Aim.
Pick out each line below that contains the word "with" and copy those lines.

Listed entries.
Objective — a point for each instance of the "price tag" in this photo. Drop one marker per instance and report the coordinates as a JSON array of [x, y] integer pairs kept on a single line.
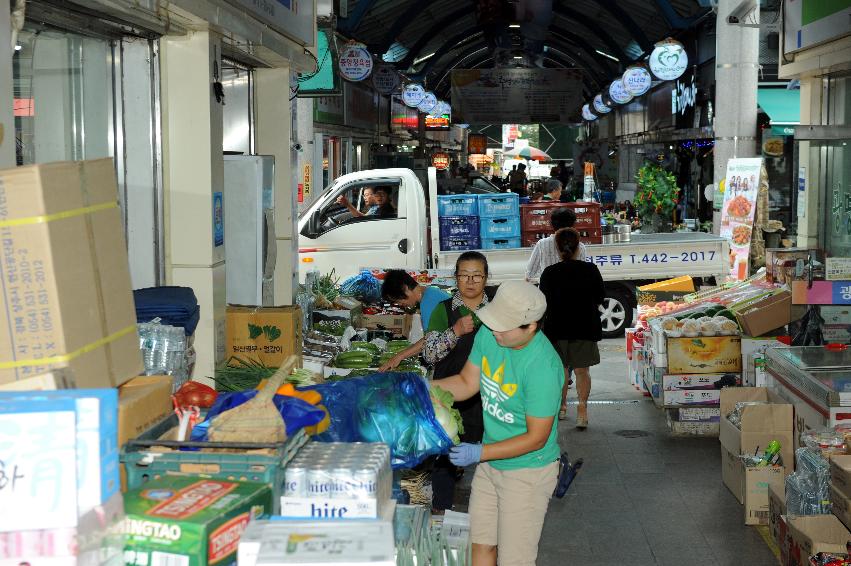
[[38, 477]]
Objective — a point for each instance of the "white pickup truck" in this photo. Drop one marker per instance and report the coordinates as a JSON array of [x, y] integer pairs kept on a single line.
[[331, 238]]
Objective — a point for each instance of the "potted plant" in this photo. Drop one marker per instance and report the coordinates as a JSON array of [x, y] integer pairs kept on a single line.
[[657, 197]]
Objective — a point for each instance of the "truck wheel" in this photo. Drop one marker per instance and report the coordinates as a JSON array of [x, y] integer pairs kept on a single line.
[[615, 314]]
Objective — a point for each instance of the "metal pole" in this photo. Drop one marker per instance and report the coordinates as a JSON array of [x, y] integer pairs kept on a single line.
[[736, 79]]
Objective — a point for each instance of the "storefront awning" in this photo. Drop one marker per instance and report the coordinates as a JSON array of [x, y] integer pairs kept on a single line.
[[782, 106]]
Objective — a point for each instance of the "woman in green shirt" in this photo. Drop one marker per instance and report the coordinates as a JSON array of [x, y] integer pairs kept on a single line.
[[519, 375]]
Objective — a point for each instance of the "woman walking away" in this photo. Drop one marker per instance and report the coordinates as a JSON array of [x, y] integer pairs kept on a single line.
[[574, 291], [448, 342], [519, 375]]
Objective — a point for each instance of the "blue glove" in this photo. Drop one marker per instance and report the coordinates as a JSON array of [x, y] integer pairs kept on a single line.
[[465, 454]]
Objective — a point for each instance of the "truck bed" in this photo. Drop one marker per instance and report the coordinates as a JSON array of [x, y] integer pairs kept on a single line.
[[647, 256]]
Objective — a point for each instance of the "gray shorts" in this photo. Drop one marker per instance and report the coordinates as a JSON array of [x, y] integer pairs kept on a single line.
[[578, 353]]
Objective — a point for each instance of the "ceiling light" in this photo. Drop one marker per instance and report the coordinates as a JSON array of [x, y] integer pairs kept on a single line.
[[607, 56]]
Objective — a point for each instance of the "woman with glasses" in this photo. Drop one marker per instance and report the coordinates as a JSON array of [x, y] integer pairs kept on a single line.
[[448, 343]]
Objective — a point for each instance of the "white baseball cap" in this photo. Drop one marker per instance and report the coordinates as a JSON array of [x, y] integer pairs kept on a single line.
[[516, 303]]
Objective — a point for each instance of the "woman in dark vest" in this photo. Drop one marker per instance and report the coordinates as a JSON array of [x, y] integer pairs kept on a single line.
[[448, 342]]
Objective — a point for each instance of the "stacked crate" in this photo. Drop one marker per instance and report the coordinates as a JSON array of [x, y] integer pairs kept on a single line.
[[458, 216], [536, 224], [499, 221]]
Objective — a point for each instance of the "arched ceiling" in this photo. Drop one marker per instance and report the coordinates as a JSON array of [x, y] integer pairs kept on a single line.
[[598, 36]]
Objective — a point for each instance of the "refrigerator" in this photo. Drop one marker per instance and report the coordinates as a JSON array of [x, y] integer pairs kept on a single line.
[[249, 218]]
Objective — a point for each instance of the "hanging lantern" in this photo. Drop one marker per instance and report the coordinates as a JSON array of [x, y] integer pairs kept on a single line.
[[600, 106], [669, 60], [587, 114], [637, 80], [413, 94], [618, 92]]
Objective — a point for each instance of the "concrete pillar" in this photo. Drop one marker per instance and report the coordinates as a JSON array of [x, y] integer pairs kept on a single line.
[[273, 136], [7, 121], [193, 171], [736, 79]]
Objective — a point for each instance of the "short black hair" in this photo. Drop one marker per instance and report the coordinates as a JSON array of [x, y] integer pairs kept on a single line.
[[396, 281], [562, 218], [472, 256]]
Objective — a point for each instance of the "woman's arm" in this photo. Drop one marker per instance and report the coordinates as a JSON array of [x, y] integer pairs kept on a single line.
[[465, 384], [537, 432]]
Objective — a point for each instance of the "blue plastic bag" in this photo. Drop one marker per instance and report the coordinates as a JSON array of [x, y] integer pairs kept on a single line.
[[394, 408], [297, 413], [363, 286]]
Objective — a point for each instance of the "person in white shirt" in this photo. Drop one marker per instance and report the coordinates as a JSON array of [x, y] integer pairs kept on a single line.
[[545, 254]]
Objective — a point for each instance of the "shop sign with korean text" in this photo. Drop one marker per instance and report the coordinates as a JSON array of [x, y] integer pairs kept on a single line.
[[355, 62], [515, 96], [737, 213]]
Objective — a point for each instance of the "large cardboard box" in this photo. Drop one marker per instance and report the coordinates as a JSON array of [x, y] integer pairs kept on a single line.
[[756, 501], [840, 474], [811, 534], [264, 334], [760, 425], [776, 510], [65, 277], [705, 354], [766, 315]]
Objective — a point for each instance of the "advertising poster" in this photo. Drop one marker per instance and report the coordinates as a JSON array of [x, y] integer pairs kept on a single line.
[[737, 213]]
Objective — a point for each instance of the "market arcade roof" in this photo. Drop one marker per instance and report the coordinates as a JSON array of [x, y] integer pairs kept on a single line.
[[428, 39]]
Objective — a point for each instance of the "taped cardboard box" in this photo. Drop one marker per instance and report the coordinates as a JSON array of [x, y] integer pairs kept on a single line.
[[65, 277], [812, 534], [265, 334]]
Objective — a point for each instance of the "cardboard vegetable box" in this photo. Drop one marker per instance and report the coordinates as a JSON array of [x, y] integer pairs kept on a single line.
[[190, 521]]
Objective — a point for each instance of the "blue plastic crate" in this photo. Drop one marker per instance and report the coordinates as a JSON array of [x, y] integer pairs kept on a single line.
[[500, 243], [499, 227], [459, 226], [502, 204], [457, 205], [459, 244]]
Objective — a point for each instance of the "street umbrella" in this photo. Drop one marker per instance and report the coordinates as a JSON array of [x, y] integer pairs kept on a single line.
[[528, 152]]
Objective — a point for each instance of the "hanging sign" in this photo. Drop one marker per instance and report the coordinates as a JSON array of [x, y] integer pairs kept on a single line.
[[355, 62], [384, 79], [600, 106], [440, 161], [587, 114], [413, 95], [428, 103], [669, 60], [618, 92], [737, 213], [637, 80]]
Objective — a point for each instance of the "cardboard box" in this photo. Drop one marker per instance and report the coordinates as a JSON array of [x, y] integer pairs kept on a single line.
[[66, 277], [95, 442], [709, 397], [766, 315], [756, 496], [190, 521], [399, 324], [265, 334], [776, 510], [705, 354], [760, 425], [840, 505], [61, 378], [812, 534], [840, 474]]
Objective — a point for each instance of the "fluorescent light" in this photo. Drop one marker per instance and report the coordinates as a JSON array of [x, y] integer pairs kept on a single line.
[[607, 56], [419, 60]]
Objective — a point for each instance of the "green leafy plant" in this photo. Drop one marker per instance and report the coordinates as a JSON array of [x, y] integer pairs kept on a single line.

--

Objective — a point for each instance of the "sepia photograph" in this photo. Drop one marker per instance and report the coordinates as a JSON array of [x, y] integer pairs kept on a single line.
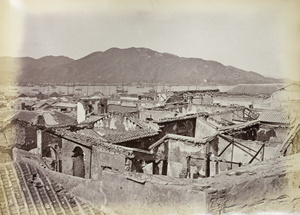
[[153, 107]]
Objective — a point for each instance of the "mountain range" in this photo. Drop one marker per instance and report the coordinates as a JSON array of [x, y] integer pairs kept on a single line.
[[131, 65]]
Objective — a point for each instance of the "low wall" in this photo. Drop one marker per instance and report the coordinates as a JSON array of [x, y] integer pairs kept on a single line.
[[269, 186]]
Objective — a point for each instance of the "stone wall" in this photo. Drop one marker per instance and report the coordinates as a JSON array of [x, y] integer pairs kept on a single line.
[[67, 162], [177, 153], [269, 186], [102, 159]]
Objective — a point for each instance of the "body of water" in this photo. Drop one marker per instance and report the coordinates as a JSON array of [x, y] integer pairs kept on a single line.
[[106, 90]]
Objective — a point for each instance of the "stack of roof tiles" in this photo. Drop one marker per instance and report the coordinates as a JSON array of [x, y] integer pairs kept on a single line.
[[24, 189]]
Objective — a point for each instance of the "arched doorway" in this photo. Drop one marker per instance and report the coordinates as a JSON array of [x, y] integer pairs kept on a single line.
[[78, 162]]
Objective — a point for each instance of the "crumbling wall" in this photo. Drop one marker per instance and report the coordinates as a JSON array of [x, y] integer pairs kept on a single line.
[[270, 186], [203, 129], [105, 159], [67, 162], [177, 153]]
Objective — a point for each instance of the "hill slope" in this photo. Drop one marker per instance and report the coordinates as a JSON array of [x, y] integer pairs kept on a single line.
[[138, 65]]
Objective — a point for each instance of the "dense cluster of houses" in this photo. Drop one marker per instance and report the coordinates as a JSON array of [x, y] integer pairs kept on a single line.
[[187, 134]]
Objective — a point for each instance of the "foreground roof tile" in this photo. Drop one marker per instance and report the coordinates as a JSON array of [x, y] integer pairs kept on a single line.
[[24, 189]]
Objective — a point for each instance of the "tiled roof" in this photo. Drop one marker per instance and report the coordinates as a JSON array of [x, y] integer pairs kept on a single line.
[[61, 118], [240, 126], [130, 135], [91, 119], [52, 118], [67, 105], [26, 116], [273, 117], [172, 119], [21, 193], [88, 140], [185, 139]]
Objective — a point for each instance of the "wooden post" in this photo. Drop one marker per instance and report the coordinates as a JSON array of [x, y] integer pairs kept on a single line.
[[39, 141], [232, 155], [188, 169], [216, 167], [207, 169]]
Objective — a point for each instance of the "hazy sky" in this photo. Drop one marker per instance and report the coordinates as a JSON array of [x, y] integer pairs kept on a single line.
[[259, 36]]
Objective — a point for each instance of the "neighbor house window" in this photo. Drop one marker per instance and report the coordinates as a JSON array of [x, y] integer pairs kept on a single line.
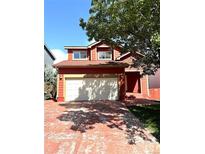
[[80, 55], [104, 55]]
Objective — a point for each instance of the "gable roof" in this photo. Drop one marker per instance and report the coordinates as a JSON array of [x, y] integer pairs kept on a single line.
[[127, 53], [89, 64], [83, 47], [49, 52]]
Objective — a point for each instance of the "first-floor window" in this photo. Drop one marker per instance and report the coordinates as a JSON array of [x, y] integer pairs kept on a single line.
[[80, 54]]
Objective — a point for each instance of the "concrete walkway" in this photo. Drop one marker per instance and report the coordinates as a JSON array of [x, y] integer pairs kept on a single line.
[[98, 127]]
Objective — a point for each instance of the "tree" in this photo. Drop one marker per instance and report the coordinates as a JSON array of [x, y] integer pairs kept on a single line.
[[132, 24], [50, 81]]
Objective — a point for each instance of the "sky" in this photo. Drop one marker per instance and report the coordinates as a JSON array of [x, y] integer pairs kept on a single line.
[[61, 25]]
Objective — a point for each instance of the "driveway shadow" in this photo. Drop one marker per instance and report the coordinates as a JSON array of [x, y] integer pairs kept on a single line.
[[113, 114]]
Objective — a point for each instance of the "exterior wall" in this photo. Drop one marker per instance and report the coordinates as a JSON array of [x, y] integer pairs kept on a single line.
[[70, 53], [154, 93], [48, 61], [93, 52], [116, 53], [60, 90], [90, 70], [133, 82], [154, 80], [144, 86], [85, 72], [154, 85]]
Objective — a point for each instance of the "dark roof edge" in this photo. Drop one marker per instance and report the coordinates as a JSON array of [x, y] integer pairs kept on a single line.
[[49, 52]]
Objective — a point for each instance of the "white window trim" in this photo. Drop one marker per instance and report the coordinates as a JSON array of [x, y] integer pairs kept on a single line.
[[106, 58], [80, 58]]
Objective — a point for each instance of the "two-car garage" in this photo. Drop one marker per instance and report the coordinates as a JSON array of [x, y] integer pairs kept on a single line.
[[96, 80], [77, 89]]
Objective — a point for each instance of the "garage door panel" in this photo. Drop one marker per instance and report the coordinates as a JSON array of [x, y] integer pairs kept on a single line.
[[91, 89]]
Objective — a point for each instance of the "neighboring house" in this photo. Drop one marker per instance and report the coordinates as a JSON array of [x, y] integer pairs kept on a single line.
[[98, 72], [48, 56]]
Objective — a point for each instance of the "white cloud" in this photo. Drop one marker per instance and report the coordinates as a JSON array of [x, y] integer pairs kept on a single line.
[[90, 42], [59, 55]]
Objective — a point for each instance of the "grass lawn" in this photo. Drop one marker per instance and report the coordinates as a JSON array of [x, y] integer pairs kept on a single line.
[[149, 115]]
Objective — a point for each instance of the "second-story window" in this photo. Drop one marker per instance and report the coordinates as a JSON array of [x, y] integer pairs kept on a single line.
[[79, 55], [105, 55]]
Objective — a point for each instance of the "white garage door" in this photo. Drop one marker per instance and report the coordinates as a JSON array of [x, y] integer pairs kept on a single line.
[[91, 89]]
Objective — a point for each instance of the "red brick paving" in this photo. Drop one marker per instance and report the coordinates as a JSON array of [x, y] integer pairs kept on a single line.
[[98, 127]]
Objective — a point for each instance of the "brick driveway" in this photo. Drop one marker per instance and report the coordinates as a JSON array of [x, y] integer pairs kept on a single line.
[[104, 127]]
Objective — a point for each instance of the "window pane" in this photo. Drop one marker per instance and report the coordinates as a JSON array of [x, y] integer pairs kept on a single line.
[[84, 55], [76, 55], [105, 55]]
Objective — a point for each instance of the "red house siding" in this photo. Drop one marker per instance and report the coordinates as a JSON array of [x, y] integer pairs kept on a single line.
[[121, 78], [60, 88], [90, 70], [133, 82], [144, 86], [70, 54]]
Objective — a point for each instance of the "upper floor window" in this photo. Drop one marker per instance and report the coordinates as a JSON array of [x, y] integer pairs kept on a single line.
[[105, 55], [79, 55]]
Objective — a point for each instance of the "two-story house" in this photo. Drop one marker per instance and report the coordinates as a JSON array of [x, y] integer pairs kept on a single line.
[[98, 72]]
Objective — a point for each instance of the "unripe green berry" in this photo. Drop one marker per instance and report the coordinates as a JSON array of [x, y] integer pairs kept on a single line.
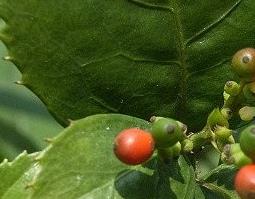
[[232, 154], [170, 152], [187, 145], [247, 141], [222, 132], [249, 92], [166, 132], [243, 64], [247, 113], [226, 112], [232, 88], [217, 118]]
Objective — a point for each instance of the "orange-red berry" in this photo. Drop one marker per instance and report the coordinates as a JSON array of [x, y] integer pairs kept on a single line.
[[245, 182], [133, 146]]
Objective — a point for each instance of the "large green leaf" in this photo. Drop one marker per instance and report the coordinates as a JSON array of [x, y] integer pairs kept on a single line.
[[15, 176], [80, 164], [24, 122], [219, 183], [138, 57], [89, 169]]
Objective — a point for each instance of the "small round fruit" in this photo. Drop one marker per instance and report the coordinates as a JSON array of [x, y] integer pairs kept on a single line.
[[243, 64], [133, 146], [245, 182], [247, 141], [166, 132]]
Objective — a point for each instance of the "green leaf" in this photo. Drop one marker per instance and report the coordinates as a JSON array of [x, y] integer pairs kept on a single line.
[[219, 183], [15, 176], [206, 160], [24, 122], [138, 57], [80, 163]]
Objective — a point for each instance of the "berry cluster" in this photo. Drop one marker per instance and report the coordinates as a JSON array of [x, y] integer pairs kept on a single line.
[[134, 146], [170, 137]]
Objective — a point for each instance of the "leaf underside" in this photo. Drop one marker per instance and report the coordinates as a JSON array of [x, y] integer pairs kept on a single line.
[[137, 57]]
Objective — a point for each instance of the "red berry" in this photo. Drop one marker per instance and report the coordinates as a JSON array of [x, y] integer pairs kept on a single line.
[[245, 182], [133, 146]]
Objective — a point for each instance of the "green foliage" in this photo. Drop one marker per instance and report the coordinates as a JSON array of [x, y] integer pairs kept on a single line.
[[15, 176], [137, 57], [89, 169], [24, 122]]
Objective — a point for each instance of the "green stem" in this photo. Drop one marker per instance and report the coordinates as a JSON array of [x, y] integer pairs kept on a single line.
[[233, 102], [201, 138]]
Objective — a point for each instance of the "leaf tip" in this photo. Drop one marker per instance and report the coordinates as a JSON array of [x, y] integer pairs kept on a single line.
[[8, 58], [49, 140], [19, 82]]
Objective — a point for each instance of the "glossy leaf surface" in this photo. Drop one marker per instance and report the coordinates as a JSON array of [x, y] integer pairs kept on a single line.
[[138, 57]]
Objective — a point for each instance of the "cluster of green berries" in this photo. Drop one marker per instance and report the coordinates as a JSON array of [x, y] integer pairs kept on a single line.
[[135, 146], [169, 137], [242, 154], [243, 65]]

Response below.
Objective — a point for each instance of the "woman with glasses" in this photo. Drop one marker per instance and report the coordinates as a JSON array of [x, y] integer pairs kept on a single line.
Objective — a point for each instance of the "shop sign with korean text" in this photo. Drop one marker per instance and report the coordinates as a JSON array of [x, y] integer pairs kept on a single line.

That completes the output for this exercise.